> **AUSGANGSTEXT**
----

Anfang Dezember kündigten die Commerzbank und die Deutschen Bank weitere harte Sparmaßnahmen mit massivem Personalabbau und Filialschließungen an.
Die Deutsche Bank plant einschneidende Sparmaßnahmen im Privatkundengeschäft und die Schließung von weiteren 200 Filialen in den nächsten zwei Jahren – jeweils 100 bei der Deutschen Bank und 100 bei der Postbank. Das teilte der stellvertretende Vorstandschef der Deutschen Bank Karl von Rohr mit. Die Deutsche Bank hat bundesweit noch etwa 500 Zweigstellen, die Postbank noch etwa 800. Aufgrund eines Vertrags bei der Übernahme der Postbank durch die Deutsche Bank dürfen bei der Postbank jährlich höchstens 50 Filialen stillgelegt werden.

----

> **ZIEL DER AUFGABE**
Schreib den Ausgangstext über die Sparpläne von Commerzbank und Deutscher Bank weiter. Setz direkt nach seinem letzten Satz an.

> **VORLIEGENDE ANGABEN**
----

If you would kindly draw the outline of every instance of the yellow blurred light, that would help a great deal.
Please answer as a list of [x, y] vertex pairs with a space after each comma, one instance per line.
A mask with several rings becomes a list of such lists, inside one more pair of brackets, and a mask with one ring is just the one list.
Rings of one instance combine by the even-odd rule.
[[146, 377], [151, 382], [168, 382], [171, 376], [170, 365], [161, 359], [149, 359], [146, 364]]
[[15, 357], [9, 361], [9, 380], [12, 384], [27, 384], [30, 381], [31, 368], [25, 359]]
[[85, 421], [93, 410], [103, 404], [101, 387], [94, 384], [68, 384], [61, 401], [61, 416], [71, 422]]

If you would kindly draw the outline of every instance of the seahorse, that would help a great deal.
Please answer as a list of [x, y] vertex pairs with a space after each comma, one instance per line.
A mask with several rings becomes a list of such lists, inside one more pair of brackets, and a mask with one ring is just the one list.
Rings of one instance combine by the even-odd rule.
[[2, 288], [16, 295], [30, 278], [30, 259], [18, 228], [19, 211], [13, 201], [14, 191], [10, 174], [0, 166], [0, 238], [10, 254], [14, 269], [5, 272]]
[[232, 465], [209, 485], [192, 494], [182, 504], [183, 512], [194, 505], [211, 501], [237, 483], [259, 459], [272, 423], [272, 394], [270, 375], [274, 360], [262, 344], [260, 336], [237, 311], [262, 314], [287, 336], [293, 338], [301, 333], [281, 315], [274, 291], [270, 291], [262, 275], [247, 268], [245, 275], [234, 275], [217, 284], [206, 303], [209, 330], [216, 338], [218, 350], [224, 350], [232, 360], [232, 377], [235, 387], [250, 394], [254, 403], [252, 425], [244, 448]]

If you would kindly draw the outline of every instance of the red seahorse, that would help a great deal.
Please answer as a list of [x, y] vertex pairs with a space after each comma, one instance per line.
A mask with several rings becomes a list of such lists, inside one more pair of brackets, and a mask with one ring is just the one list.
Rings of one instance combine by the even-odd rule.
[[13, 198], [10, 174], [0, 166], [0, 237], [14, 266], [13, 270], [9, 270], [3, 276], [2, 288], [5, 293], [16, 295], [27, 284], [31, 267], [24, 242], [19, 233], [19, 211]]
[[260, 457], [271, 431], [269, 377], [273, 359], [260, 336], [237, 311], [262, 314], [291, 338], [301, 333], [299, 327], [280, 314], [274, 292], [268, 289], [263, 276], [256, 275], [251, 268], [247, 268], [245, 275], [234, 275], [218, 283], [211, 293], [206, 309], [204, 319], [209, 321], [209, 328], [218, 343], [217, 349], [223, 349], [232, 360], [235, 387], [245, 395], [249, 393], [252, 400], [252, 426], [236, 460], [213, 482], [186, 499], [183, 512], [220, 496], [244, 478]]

----

> **LÖSUNG**
350 Stellen sollen bei den zentralen Abteilungen des Privatkundengeschäfts in Frankfurt und Bonn wegfallen. Das betrifft mehr als jeden Dritten der derzeit noch 1000 Angestellten in diesem Bereich und verstärkt die Angst um die Arbeitsplätze enorm. Betroffen von den Maßnahmen sind die Angestellten im Kundenmanagement, im Produktmanagement und in der Betriebsorganisation. In einem Schreiben an die Mitarbeiter, aus dem die Frankfurter Allgemeine Zeitung zitiert, rechtfertigt von Rohr die scharfen Sparmaßnahmen damit, dass das Privatkundengeschäft in Deutschland nur durch weitere deutliche Kostensenkungen „rentabel und zukunftsfähig” gestaltet werden könne.
Die Gewerkschaften, vorneweg Verdi, sind in die massiven Angriffe eingebunden und treiben die Umstrukturierung tatkräftig mit voran. Laut von Rohr ist mit den Gewerkschaften ein Interessenausgleich vereinbart worden. Der Arbeitsplatzabbau solle „so sozialverträglich wie möglich” durchgeführt werden. Mit dieser Floskel werden seit Jahren Zehntausende Arbeitsplätze vernichtet.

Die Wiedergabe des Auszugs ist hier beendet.